[Start of Data for the task]

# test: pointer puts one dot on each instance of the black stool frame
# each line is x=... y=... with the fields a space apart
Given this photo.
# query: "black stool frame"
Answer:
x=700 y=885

[End of Data for the task]

Aim: Render the lines above as a JSON list of strings, one string per line, skipping any blank lines.

Exercise result:
[
  "# test: pointer puts one dot on each instance of the black stool frame",
  "# each line is x=... y=... with the fields a space apart",
  "Given this photo.",
  "# query: \"black stool frame\"",
  "Answer:",
  "x=700 y=885"
]